◆ **Task description**
Please rewrite all of the material below with every "Outlines" changed to "Polygons" and nothing else altered. Leave the pictures out.
───── Material for this task
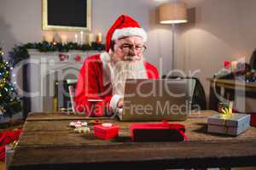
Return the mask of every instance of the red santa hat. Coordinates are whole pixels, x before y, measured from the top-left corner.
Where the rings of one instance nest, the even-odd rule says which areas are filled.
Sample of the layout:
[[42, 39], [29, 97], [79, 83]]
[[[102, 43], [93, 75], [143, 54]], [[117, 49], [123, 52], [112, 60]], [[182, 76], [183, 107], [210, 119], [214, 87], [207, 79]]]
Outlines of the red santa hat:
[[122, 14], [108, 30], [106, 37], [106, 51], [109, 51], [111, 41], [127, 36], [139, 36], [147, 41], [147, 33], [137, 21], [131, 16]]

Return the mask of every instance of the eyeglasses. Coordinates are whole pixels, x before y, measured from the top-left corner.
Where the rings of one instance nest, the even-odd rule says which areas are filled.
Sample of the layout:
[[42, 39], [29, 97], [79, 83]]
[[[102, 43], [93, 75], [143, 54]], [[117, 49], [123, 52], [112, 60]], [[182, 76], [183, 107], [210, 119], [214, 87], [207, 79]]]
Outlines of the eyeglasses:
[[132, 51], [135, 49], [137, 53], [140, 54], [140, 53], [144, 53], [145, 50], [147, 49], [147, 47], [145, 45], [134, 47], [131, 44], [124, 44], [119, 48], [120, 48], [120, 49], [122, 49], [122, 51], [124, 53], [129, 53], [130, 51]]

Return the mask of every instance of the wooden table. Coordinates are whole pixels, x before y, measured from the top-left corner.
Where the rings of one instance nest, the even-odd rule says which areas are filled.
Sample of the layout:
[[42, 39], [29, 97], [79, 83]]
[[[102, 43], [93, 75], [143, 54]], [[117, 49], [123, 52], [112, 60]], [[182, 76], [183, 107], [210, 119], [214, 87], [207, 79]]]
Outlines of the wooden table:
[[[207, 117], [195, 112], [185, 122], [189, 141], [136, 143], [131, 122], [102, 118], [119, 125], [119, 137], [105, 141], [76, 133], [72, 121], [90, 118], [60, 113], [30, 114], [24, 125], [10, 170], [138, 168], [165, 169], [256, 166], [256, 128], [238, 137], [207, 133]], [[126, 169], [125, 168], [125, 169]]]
──────────
◆ **Written answer**
Return the mask of every instance of the red santa hat. Coordinates are whole pixels, x before y, measured from the top-left corner.
Where the rings of one instance nest, the even-odd rule says which areas are filled.
Sample of the layout:
[[42, 39], [29, 97], [79, 83]]
[[[102, 43], [93, 75], [143, 54]], [[117, 49], [123, 52], [112, 60]], [[182, 76], [183, 107], [210, 119], [214, 87], [207, 79]]]
Polygons of the red santa hat:
[[122, 14], [108, 30], [106, 37], [106, 51], [109, 51], [111, 41], [127, 36], [139, 36], [147, 41], [147, 33], [137, 21], [131, 16]]

Return the mask of every instance of the eyeglasses. Coordinates are whole pixels, x before y, measured from the top-left corner.
Where the rings of one instance nest, the even-odd rule says which areas are filled.
Sample of the layout:
[[42, 39], [29, 97], [79, 83]]
[[[102, 43], [93, 75], [143, 54]], [[117, 49], [123, 52], [112, 60]], [[182, 76], [183, 107], [210, 119], [214, 87], [207, 79]]]
Polygons of the eyeglasses:
[[132, 51], [135, 49], [137, 53], [140, 54], [140, 53], [144, 53], [145, 50], [147, 49], [147, 47], [145, 45], [134, 47], [131, 44], [124, 44], [119, 48], [120, 48], [120, 49], [122, 49], [122, 51], [124, 53], [129, 53], [130, 51]]

Return the mask of every instance of the wooden table. Coordinates are whole pixels, x before y, measured from the top-left corner.
Where the rings of one instance nest, the even-odd rule says which areas are filled.
Sample of the layout:
[[42, 39], [29, 97], [79, 83]]
[[[102, 43], [93, 75], [143, 54]], [[117, 49], [123, 52], [112, 60]], [[182, 76], [183, 107], [210, 119], [214, 87], [207, 79]]]
Polygons of the wooden table:
[[[207, 117], [195, 112], [185, 122], [189, 141], [136, 143], [131, 122], [102, 118], [119, 125], [119, 137], [105, 141], [76, 133], [72, 121], [90, 118], [60, 113], [30, 114], [24, 125], [10, 170], [138, 168], [165, 169], [256, 166], [256, 128], [238, 137], [207, 133]], [[126, 169], [125, 168], [125, 169]]]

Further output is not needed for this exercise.